■ **SET TASK**
Write out the whole listing again, exactly as given.
* Begin *
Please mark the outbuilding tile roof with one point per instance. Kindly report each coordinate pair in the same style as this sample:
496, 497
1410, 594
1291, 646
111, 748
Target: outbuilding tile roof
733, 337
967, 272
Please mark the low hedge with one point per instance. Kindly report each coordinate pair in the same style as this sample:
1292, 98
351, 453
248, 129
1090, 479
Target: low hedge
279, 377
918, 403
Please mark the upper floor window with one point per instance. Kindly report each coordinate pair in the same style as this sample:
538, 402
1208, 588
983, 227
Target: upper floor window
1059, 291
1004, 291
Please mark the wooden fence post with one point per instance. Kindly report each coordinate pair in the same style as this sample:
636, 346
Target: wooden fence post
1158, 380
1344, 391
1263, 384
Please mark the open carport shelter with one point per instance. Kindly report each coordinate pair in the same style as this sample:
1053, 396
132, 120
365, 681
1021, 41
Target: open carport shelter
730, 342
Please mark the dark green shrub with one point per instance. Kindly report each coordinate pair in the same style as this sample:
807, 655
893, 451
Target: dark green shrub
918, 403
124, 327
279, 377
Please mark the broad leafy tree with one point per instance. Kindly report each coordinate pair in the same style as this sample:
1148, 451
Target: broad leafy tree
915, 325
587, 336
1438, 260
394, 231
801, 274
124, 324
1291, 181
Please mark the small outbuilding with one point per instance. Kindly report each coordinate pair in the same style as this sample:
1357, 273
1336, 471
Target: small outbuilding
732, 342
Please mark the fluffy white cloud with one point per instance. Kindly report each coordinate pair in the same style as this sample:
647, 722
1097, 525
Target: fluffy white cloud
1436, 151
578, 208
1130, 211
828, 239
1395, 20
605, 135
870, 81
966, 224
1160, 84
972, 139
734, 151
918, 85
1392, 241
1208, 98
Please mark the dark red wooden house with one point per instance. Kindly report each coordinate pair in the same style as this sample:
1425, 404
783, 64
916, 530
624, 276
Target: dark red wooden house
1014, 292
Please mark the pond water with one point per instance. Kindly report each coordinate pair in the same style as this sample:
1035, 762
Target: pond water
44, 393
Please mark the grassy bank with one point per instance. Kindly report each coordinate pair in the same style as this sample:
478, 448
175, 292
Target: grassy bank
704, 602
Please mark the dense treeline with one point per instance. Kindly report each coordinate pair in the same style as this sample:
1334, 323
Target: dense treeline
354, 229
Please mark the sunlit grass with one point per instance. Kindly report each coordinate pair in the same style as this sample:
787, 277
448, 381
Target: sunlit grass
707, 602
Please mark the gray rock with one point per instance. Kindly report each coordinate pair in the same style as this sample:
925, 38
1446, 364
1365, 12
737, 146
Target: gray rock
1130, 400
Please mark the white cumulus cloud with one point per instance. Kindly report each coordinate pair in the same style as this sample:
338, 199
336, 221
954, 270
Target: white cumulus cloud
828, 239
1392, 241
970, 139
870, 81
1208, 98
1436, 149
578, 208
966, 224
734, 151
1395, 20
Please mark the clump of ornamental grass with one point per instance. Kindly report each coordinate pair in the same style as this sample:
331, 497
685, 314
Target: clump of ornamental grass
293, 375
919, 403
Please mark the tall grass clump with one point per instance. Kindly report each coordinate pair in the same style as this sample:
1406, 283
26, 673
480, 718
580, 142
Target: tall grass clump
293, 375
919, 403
* End *
■ **IN RESPONSE**
Please mark the outbuilding tile roof with one point per instance. Kindly report each coordinate pair in the same style as this sample:
496, 497
1410, 594
1291, 646
111, 748
Target: outbuilding tile roof
733, 337
967, 272
Please mark the low hedge with one point per instance. Kindly report each coordinate pair in the same style as this sample:
1292, 98
351, 453
248, 129
1090, 479
Target: low hedge
279, 377
918, 403
Please mark the upper floor window with one point per instance. Kindly report each coordinate pair in the same style as this sample:
538, 402
1208, 588
983, 227
Target: upper floor window
1059, 291
1004, 291
Please mark the wooden fence post with one point per instance. Kindly report each coordinate pair in the same style as this sample:
636, 346
Target: wooden fence post
1158, 380
1344, 391
1263, 384
Please mark the open carport shelter with one point per instance. Kindly report each coordinate pair in the same style as this sample:
1053, 396
132, 120
365, 681
1021, 41
Target: open carport shelter
730, 342
Please mark the dark green shrub with one point per instance. Kindly report each coordinate pair in the same style as this sample:
807, 655
893, 451
Target: dark green shrub
918, 403
124, 327
279, 377
Please mark the broad leafy tree with one point per instance. Kindly report each coordinate pair in the same style as this sample:
1148, 451
Target: broad leafy tree
915, 325
587, 336
1438, 260
394, 231
801, 274
124, 324
1291, 181
Please mark the small outbuilding with one point per instance. Kindly report each coordinate pair in the same style as this sample:
1357, 273
1336, 471
Target: small outbuilding
732, 342
Please mark the fluffy white cloud with one point per instance. Kindly report each coordinate pair in the same style as this sample:
647, 722
1097, 525
Target: fluffy white cloud
1436, 151
578, 208
1130, 211
828, 239
1395, 20
605, 135
870, 81
966, 224
1160, 84
972, 139
734, 151
918, 85
1392, 241
1208, 98
Please mark the dark red wooden house with one point per instance. Kindly report each coordinate pair in the same style as this sample:
1425, 404
783, 64
916, 530
624, 276
Target: dark red wooden house
1014, 292
Please mark the pond water with one point per instance. Kindly report each coordinate pair in the same style as this sample:
1035, 762
Target: pond water
44, 393
Please mark the grassy bank with one point per instance. Kindly report each coordinate pair in the same style as this sample:
478, 448
175, 292
Target: grassy bank
704, 602
Please mark the dense treeline with one point per instance. Kindly report each coordinate pair in the same style as this sample:
1334, 323
Target: dense treeline
354, 229
Please mark the sunlit grass with one point per instance. Kindly report each coordinate pair in the same style as this sample:
787, 277
448, 381
Target: sunlit grass
707, 602
Please mark the gray rock with one point per instance. Kindly report each coordinate pair in the same style as this sample:
925, 38
1446, 364
1365, 12
737, 146
Target: gray rock
1130, 400
Please mark the white cumulus cloud with one point per instance. Kindly report each coordinate pair in the same style as this sample:
338, 199
336, 221
954, 270
Target: white cumulus cloud
828, 239
1392, 241
970, 139
870, 81
1208, 98
1436, 149
578, 208
966, 224
734, 151
1395, 20
Please mark the clump of ornamental grass with one point per instance. Kindly report each coordinate pair in the same style as this sample:
331, 497
685, 314
Target: clump of ornamental grass
293, 375
919, 403
Please mark the tall grass clump with one point per instance. Kindly report each coordinate pair in the same style as this sample:
1406, 283
26, 673
480, 718
580, 142
Target: tall grass clump
293, 375
919, 403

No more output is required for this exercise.